While some misinformed people might make this argument, I don't think you'll find anyone making it at Mozilla or other groups that actually participate in web standards development. We all know that the normal process is to implement first and then standardize. That's what Mozilla has done in the past with features like Geolocation and WebGL, and it's what we're doing today with new work like Audio Data, Game Pad, and Telephony. In fact, the W3C process requires two interoperable implementations before a specification can reach the Recommendation stage.

But there's a difference between a standard that is developed in the open, with the opportunity for all parties to provide feedback and influence development, and one that is developed and implemented in secret, and then deployed to production browsers and evangelized to content authors before anyone else has a chance to comment on it -- or even on whether the fundamental approach is a good idea. (And obviously these are two extreme ends of a spectrum, with a lot of gray area between them.)

The problem with many of Apple's "contributions" (and some of Google's) is that they never write specs for them or bring them to standards bodies. (This is the case for Aplle's -webkit-text-size-adjust.) In some cases they actively fight efforts to standardize them. (This is the case with Apple's touch events.) Or sometimes they do push specs to standards bodies, but only after a highly complex specification has been fully developed behind closed doors. (Google's Dart, NaCL, and Pepper have this problem to some extent.)

That's fine if what they really want is a proprietary ecosystem that works in their own browsers. But if they actually want these efforts to be part of the web, and if they want to be seen as stewards of an open web, then just implementing something is not enough. The web has lots of stakeholders, and the initial implementer needs to find a way to bring them to the table.

--

### OBJECTIVE
Reproduce the web standards passage above in full, changing nothing. The items that come next have no connection to the web standards passage.

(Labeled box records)
--

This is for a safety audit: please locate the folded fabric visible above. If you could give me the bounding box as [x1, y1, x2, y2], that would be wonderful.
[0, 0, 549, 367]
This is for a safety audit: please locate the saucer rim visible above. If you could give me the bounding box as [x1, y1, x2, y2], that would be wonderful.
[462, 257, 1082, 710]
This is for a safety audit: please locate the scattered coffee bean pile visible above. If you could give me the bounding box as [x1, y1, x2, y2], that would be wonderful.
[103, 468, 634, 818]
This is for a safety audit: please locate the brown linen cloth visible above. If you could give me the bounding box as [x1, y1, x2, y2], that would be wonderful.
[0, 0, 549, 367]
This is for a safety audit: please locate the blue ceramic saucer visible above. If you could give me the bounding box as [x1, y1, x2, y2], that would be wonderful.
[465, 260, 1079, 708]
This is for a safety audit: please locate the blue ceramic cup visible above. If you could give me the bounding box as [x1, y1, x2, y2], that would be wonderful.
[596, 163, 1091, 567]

--

### PROBLEM SOLUTION
While some misinformed people might make this argument, I don't think you'll find anyone making it at Mozilla or other groups that actually participate in web standards development. We all know that the normal process is to implement first and then standardize. That's what Mozilla has done in the past with features like Geolocation and WebGL, and it's what we're doing today with new work like Audio Data, Game Pad, and Telephony. In fact, the W3C process requires two interoperable implementations before a specification can reach the Recommendation stage.

But there's a difference between a standard that is developed in the open, with the opportunity for all parties to provide feedback and influence development, and one that is developed and implemented in secret, and then deployed to production browsers and evangelized to content authors before anyone else has a chance to comment on it -- or even on whether the fundamental approach is a good idea. (And obviously these are two extreme ends of a spectrum, with a lot of gray area between them.)

The problem with many of Apple's "contributions" (and some of Google's) is that they never write specs for them or bring them to standards bodies. (This is the case for Aplle's -webkit-text-size-adjust.) In some cases they actively fight efforts to standardize them. (This is the case with Apple's touch events.) Or sometimes they do push specs to standards bodies, but only after a highly complex specification has been fully developed behind closed doors. (Google's Dart, NaCL, and Pepper have this problem to some extent.)

That's fine if what they really want is a proprietary ecosystem that works in their own browsers. But if they actually want these efforts to be part of the web, and if they want to be seen as stewards of an open web, then just implementing something is not enough. The web has lots of stakeholders, and the initial implementer needs to find a way to bring them to the table.